**Extract**
Clint used the term PWM in describing digital music players and class D amplifiers.  I am no expert in this area, but I think that PDM better describes the technique used.  Let me begin by stating that PWM is a type of PDM.  Specifically PWM sends one pulse per sample period, and that pulse has duty cycle ( on time / off time ) that is proportional to the value that the sample represents.  The more general case, PDM, can have multiple pulses per sample period, the length of pulses can vary, but are usually multiples of a fixed clock.  

Suppose that you want to represent 16 discrete levels at a sample rate of 1000 samples per second.  You need a clock speed of 15,000 per second.  For the value of zero, you have only one way to send the data, no pulses are sent during that sample period.

    000000000000000   

Also for the value of 15, there is only one way, a single pulse 15 clock cycles long sent in that sample period.

    111111111111111

It gets more complicated if you want to send the value of 7.  For what I term PWM, you send a pulse for 7 clock cycles then wait 8 clock cycles for the sample period to end.

     111111100000000

For PDM any combination of 7 clock cycles ON and 8 clock cycles OFF satisfies the requirement.

      010101010101010       or      111000010000111      or        110011001100     or  ???

How and why you would choose one pattern over another is for someone else to explain.  From what I gather PDM is easer to build in hardware than PWM, particularly when you need more resolution than the example I have used, such as for music.

**Requirements**
1 – Using only the post on PWM and PDM, say whether each statement agrees with it: (a) PWM sends one pulse per sample period; (b) 16 levels at 1000 samples per second need a clock speed of 16,000 per second; (c) the writer explains why one PDM pattern would be chosen over another. Answer yes or no for each, quoting the deciding words of the post.
2 – Pick up the post on PWM and PDM after its final sentence and extend it.

**Information provided**
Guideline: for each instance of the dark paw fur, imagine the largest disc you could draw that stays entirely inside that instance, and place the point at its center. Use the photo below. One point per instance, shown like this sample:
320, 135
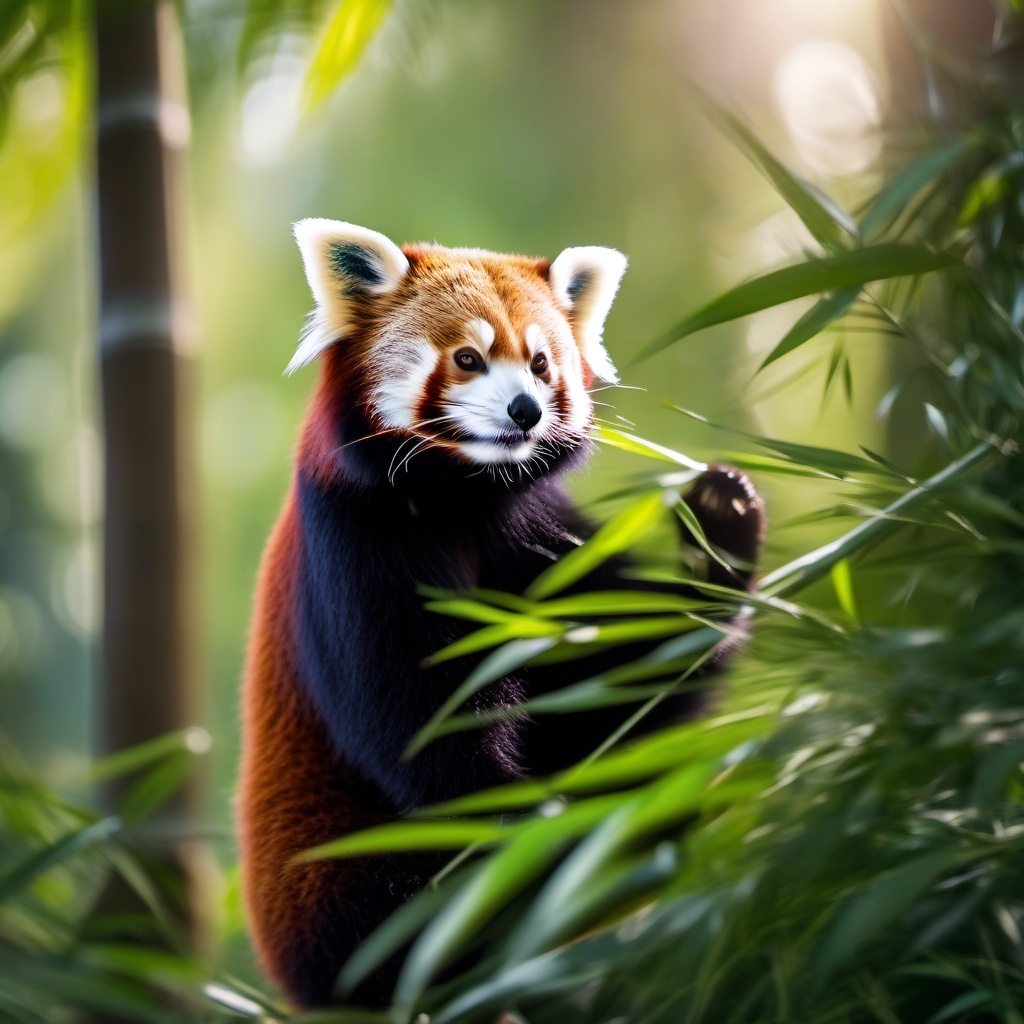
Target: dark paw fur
732, 517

**Answer set**
1 –
(a) Yes: "Specifically PWM sends one pulse per sample period"
(b) No: "You need a clock speed of 15,000 per second."
(c) No: "How and why you would choose one pattern over another is for someone else to explain."

2 –
I am not sure that I see an immediate application for PDM in light communication, but let me suggest the possibility of a PDM modulator.  ( I think it goes by the name Sigma Delta modulator. )  It would require a clock, a comparator, a driver circuit, and an integration unit.  A source of audio is fed to on input on the comparator.  The other input is fed by the output of the integration unit.  When the clock cycle begins, if the audio input is higher than the integration input,  an ON signal is sent to the driver.  If the audio input is lower than the integration input, an OFF signal is sent to the driver.  When the driver receives any ON signal the output device will emit light and continue until the  driver receives an OFF signal.  The integration unit increases its output for ON clock periods and decreases for OFF clock periods.  The integrator could be as simple as a capacitor fed by a resistor from the comparator.  The audio input must be limited to less than the range of the output of the integration unit.  

When properly adjusted the output of the integration unit will follow the audio input value by a small lag time.  The circuits on the receiving end of the communication system should match very accurately the output of the integration unit since its low pass filtering should perform the same function, just at a distance from the transmitter.   

It is a different way to modulate light.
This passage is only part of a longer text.